>> BEGIN Article
Bus Industry News, Electric Buses

Regional NSW onboard with zero-emissions bus transition

TfNSW surveys suggest both customers and operators feel positive about the sustainable transition

Transport for NSW (TfNSW) says it has found bus and coach operators, as well as customers in regional and outer metropolitan NSW, are on board with plans to move to greener energy options for public transport, including zero-emissions buses.

The NSW government plans to transition the state’s 8000 plus public transport buses and coaches to zero emission technology. This includes more than 4000 buses in Greater Sydney by 2035, more than 1000 buses in outer metropolitan areas by 2040 and more than 3000 buses in regional NSW by 2047.

Executive Director Transport Partnerships at Transport for NSW Holly Taylor says Transport for NSW commissioned a survey of 600 people across regional and outer metropolitan NSW, revealing a clear desire for more sustainable travel options.
>> END Article
- [Problems to solve]
1. In the listing, starting at its first line and ending at the line that contains "0 58 700 465", swap "Quick Start" for "Getting Started" and give those lines again with everything else unchanged.
2. Continue the article on the NSW zero-emissions bus transition after its last sentence.
>> BEGIN Exercise data
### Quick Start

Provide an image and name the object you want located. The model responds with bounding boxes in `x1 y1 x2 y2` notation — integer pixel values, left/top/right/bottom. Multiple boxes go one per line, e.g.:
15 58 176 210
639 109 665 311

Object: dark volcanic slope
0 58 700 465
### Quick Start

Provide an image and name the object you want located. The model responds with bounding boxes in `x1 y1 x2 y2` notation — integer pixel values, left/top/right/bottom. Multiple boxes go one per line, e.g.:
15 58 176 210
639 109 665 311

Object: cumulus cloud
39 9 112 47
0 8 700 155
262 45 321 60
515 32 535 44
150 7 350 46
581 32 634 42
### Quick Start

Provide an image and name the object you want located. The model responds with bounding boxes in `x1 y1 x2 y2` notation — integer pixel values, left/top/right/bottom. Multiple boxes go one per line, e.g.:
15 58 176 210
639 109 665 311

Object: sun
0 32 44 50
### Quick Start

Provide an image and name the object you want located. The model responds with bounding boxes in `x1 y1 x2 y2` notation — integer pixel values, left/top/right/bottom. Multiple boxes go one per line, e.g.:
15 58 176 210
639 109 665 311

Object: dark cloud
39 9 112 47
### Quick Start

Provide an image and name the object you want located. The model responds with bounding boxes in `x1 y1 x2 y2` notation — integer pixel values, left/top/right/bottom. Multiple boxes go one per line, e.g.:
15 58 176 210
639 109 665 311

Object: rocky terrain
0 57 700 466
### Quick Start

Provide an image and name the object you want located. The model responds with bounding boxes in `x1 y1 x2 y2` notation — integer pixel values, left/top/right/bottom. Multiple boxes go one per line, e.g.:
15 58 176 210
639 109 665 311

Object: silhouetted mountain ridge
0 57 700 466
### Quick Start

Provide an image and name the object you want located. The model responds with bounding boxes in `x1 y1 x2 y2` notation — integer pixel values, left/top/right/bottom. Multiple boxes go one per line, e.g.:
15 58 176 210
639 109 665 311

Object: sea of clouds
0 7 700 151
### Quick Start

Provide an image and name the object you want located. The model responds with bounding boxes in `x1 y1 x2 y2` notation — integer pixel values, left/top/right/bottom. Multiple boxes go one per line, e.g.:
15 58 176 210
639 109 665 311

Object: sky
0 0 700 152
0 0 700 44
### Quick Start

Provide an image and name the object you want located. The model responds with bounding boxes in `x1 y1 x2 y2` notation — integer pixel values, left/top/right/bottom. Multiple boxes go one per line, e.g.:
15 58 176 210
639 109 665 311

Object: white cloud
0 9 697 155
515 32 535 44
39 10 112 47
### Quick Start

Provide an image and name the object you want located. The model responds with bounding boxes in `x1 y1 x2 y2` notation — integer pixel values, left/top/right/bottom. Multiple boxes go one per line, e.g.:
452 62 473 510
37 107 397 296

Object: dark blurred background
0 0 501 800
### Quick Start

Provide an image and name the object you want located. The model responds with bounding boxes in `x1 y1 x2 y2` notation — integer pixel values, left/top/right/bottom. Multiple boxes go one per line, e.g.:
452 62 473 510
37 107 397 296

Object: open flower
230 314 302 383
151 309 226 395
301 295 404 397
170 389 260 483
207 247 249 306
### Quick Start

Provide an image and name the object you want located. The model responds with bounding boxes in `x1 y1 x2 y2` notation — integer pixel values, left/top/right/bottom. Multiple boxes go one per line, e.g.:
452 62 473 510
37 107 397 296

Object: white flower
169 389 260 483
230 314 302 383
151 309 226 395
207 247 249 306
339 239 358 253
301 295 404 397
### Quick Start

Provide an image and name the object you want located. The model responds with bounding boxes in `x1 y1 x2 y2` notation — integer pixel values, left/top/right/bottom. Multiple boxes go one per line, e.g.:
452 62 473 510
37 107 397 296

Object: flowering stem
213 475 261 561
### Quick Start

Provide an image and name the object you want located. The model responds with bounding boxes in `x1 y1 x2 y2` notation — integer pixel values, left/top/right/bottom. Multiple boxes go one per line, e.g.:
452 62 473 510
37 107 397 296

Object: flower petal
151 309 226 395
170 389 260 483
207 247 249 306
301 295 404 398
>> END Exercise data
- [Exercise answers]
1.
### Getting Started

Provide an image and name the object you want located. The model responds with bounding boxes in `x1 y1 x2 y2` notation — integer pixel values, left/top/right/bottom. Multiple boxes go one per line, e.g.:
15 58 176 210
639 109 665 311

Object: dark volcanic slope
0 58 700 465

2.
“Sixty-two per cent said taking a zero emission bus would make them feel like they were making a positive contribution to the environment,” Taylor says.

“Transport’s transition to zero emission buses is key to achieving the NSW government’s target of a 50 per cent carbon emissions reduction by 2030 and net zero emissions by 2050. 

“By 2047, when the entire NSW bus fleet has fully transitioned, our carbon emissions are estimated to be reduced by half a million tonnes a year.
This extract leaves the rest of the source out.